Exercise:
Produce the full set of records below once more, exactly as they stand.
*** Opening Records shown ***
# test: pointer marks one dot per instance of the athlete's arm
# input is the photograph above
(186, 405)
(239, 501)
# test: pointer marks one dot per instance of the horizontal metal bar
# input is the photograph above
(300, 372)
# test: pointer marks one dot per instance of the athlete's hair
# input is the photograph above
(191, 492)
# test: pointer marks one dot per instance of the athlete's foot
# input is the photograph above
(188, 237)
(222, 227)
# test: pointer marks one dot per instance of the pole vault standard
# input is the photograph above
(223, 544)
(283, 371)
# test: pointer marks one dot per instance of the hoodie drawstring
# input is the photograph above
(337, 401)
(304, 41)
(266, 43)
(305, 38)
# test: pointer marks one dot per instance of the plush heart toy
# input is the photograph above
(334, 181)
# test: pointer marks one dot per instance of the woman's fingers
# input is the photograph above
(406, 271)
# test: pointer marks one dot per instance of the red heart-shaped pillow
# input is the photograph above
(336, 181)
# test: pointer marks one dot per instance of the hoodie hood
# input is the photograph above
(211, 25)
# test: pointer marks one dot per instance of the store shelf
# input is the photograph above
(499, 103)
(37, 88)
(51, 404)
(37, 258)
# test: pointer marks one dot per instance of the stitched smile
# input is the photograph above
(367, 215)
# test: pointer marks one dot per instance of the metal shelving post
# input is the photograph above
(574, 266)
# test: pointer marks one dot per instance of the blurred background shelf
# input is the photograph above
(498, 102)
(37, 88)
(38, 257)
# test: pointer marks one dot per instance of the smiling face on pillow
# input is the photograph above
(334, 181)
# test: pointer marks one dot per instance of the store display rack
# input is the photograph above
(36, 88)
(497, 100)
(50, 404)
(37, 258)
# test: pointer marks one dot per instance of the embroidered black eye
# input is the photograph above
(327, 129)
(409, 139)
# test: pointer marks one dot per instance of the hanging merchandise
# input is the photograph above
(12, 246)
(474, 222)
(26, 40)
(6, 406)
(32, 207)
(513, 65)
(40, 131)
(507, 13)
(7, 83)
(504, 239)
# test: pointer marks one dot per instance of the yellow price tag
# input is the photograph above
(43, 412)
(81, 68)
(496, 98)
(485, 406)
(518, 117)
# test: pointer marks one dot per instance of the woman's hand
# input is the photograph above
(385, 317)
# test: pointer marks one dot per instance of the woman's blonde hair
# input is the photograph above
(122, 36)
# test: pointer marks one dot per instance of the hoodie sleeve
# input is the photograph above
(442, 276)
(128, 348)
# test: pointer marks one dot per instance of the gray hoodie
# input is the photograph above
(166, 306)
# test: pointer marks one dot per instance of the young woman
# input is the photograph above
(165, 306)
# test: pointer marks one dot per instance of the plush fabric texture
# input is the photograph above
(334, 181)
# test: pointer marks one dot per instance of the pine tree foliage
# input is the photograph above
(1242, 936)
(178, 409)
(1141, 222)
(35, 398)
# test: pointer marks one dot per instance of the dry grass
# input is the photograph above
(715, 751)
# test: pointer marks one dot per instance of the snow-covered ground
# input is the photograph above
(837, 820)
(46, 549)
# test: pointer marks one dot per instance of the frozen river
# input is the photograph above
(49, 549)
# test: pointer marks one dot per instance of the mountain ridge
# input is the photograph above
*** Closing Records shown ***
Answer to the problem:
# test: pointer marks one dot per instance of the athlete's arm
# input is the photograph above
(186, 405)
(239, 501)
# test: pointer marks one dot per instance of the horizontal metal bar
# input is the photograph above
(300, 372)
# test: pointer marks one dot per instance of the athlete's hair
# input is the photograph above
(191, 492)
# test: pointer marks one dot per instance of the athlete's foot
# input is the photograph above
(188, 237)
(222, 227)
# test: pointer marks one dot per instance of the pole vault standard
# input is the photograph above
(223, 544)
(283, 371)
# test: pointer marks one dot per instance of the hoodie drawstring
# input is the photograph above
(337, 401)
(304, 41)
(266, 43)
(305, 38)
# test: pointer marks one dot per instance of the plush heart toy
# input is the photograph above
(334, 181)
# test: pointer marks one dot per instance of the woman's fingers
# input is the photograph above
(406, 271)
# test: pointer marks one dot per instance of the red heart-shaped pillow
# input is the photograph above
(336, 181)
# test: pointer marks one dot per instance of the hoodie hood
# input is the photograph above
(211, 25)
# test: pointer marks one dot per instance of the store shelf
# input is the photograph above
(499, 103)
(37, 88)
(51, 404)
(37, 258)
# test: pointer marks one dot per instance of the stitched smile
# input is the photograph above
(367, 215)
# test: pointer marks one dot per instance of the metal shelving post
# input is the photograph above
(574, 266)
# test: pointer marks one dot per instance of the blurred background shelf
# input is the photograph above
(498, 102)
(37, 88)
(38, 257)
# test: pointer marks one dot per instance of the smiling face on pillow
# input is the photograph above
(334, 181)
# test: pointer marks one dot per instance of the store display rack
# input is the photograph above
(36, 88)
(497, 100)
(50, 404)
(37, 258)
# test: pointer marks one dot per instance of the embroidered black eye
# input is the photograph above
(327, 129)
(409, 139)
# test: pointer marks one dot per instance of the hanging merchandise
# input is the photograph above
(12, 246)
(474, 222)
(26, 40)
(6, 406)
(32, 207)
(513, 65)
(40, 131)
(507, 13)
(7, 83)
(504, 239)
# test: pointer marks one dot per instance of the yellow price tag
# input is the photograph above
(43, 412)
(81, 68)
(496, 98)
(485, 406)
(518, 117)
# test: pointer marks one dot per instance of the woman's hand
# input is the photograph above
(385, 317)
# test: pointer marks one dot per instance of the woman's blonde hair
# input is the photograph above
(122, 36)
# test: pointer marks one dot per instance of the hoodie sleeve
# input is the photograph above
(442, 276)
(128, 348)
# test: pointer marks one dot per instance of the gray hoodie
# input is the photograph above
(166, 306)
# test: pointer marks one dot per instance of the young woman
# input is the photograph above
(165, 306)
# test: pointer marks one dot per instance of the plush fabric texture
# input is the photograph above
(334, 181)
# test: pointer marks one dot per instance of the pine tree foliage
# input is the photograph above
(1242, 936)
(178, 409)
(1141, 222)
(35, 398)
# test: pointer marks one dot per instance of the dry grass
# input is the photograph above
(715, 751)
# test: pointer marks one dot per instance of the snow-covered ground
# input is the photograph above
(837, 820)
(46, 549)
# test: pointer marks one dot per instance of the frozen river
# input is the photograph above
(49, 549)
# test: pointer marks one dot per instance of the mountain ridge
# input is the photograph above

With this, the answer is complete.